[Dataset records]
# # # # #
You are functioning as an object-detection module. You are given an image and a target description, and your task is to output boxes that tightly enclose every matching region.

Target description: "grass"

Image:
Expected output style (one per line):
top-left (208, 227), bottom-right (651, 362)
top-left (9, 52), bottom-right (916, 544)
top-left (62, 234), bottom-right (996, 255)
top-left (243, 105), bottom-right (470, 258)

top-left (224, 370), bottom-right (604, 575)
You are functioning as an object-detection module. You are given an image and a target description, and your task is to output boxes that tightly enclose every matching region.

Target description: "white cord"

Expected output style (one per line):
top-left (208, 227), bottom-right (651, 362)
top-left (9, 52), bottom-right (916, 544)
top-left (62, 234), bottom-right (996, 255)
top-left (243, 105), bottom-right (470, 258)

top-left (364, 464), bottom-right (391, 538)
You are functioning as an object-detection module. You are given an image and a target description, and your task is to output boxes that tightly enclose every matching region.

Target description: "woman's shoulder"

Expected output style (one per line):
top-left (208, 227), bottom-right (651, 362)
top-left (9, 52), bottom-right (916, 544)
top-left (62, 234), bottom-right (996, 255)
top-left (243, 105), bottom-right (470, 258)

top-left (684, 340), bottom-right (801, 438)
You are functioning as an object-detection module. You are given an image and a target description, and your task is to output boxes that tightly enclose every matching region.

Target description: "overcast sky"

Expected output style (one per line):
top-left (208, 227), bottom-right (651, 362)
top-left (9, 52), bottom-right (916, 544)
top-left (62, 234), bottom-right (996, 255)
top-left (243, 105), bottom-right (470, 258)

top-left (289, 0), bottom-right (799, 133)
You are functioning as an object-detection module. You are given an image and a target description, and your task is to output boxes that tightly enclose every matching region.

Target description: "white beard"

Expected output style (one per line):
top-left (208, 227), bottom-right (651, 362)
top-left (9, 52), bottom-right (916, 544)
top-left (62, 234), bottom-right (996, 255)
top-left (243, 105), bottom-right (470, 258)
# # # # #
▸ DIRECTIONS FOR THIS TASK:
Transcribe each of the records above verbatim, reproducing every line without alteration.

▸ WRITTEN SOLUTION:
You are functioning as an object-detection module. You are given an image and a target description, and your task is to output boxes that tightly enclose every matching region.

Target description: "grass"

Image:
Expected output style (one per line):
top-left (208, 227), bottom-right (651, 362)
top-left (9, 52), bottom-right (916, 544)
top-left (62, 234), bottom-right (996, 255)
top-left (243, 105), bottom-right (470, 258)

top-left (224, 370), bottom-right (604, 575)
You are functioning as an object-detection module. You are given an image and a target description, and your task is to output boxes that tightly enclose every matching region.

Target description: "white cord"

Expected output style (one per line):
top-left (208, 227), bottom-right (651, 362)
top-left (9, 52), bottom-right (916, 544)
top-left (62, 234), bottom-right (996, 255)
top-left (243, 105), bottom-right (470, 258)

top-left (364, 464), bottom-right (391, 538)
You are functioning as an object-detection module. You are given an image and a target description, and your task is to output boxes that tightly enclose every matching region.

Target description: "woman's shoulder"

Expected output style (one per line):
top-left (208, 227), bottom-right (651, 362)
top-left (9, 52), bottom-right (916, 544)
top-left (62, 234), bottom-right (996, 255)
top-left (243, 105), bottom-right (470, 258)

top-left (684, 340), bottom-right (801, 438)
You are functioning as an object-detection module. You are given an image and a target description, and your task is to output boxes that tightly enclose every matching region.

Target description: "overcast sky"

Expected output style (one per line):
top-left (208, 227), bottom-right (651, 362)
top-left (9, 52), bottom-right (916, 544)
top-left (62, 234), bottom-right (996, 255)
top-left (243, 105), bottom-right (470, 258)

top-left (289, 0), bottom-right (799, 133)
You are functioning as an object-detection module. You are given an image and a target description, and your task is to output boxes that tightly enclose every matching region.

Target description: "white beard"

Expected output style (one per line):
top-left (208, 227), bottom-right (651, 362)
top-left (9, 52), bottom-right (916, 544)
top-left (62, 234), bottom-right (996, 255)
top-left (243, 105), bottom-right (470, 258)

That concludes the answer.